### JOB
Rewrite the listing below as a numbered list with each line as its own entry, skipping any blank lines. Leave the pictures out of your answer.

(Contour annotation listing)
··········

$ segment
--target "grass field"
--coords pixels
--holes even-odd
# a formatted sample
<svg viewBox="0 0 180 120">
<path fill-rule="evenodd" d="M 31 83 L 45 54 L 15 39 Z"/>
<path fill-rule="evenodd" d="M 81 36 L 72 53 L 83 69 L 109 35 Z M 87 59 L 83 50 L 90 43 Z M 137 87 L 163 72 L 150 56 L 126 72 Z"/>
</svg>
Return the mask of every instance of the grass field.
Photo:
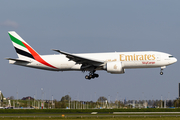
<svg viewBox="0 0 180 120">
<path fill-rule="evenodd" d="M 3 120 L 59 120 L 59 118 L 3 118 Z M 65 120 L 179 120 L 180 118 L 176 117 L 161 117 L 161 118 L 156 118 L 156 117 L 151 117 L 151 118 L 139 118 L 139 117 L 133 117 L 133 118 L 62 118 Z"/>
</svg>

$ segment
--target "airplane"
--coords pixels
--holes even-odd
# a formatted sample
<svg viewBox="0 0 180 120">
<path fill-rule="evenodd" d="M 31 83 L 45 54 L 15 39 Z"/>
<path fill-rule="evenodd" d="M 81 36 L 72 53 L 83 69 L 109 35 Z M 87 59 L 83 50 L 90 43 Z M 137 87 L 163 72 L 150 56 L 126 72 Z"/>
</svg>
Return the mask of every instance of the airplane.
<svg viewBox="0 0 180 120">
<path fill-rule="evenodd" d="M 53 49 L 60 54 L 40 55 L 15 31 L 8 34 L 18 55 L 18 58 L 6 58 L 10 64 L 50 71 L 89 71 L 87 80 L 99 77 L 97 70 L 123 74 L 125 69 L 160 67 L 163 75 L 166 66 L 177 62 L 172 55 L 157 51 L 71 54 Z"/>
</svg>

··········

### CORRECT OUTPUT
1. $ segment
2. --target "grass field"
3. --coords pixels
4. --holes even-odd
5. # a formatted sample
6. <svg viewBox="0 0 180 120">
7. <path fill-rule="evenodd" d="M 31 83 L 45 54 L 15 39 Z"/>
8. <path fill-rule="evenodd" d="M 81 36 L 72 53 L 83 69 L 109 35 Z M 87 59 L 83 50 L 90 43 Z M 137 87 L 163 72 L 150 56 L 126 72 Z"/>
9. </svg>
10. Return the mask of every instance of the grass field.
11. Photo:
12. <svg viewBox="0 0 180 120">
13. <path fill-rule="evenodd" d="M 3 120 L 59 120 L 59 118 L 3 118 Z M 65 120 L 179 120 L 180 118 L 176 117 L 161 117 L 161 118 L 156 118 L 156 117 L 151 117 L 151 118 L 139 118 L 139 117 L 133 117 L 133 118 L 62 118 Z"/>
14. </svg>
15. $ segment
16. --target "airplane"
17. --coords pixels
18. --holes even-odd
19. # a formatted sample
20. <svg viewBox="0 0 180 120">
21. <path fill-rule="evenodd" d="M 31 83 L 45 54 L 15 39 Z"/>
22. <path fill-rule="evenodd" d="M 81 36 L 72 53 L 83 69 L 109 35 Z M 87 59 L 83 50 L 90 43 Z M 137 87 L 163 72 L 150 56 L 126 72 Z"/>
23. </svg>
24. Return the mask of every instance of the airplane.
25. <svg viewBox="0 0 180 120">
26. <path fill-rule="evenodd" d="M 53 49 L 60 54 L 40 55 L 15 31 L 8 34 L 18 55 L 18 58 L 6 58 L 10 64 L 50 71 L 89 71 L 87 80 L 99 77 L 97 70 L 123 74 L 125 69 L 160 67 L 163 75 L 166 66 L 177 62 L 172 55 L 157 51 L 71 54 Z"/>
27. </svg>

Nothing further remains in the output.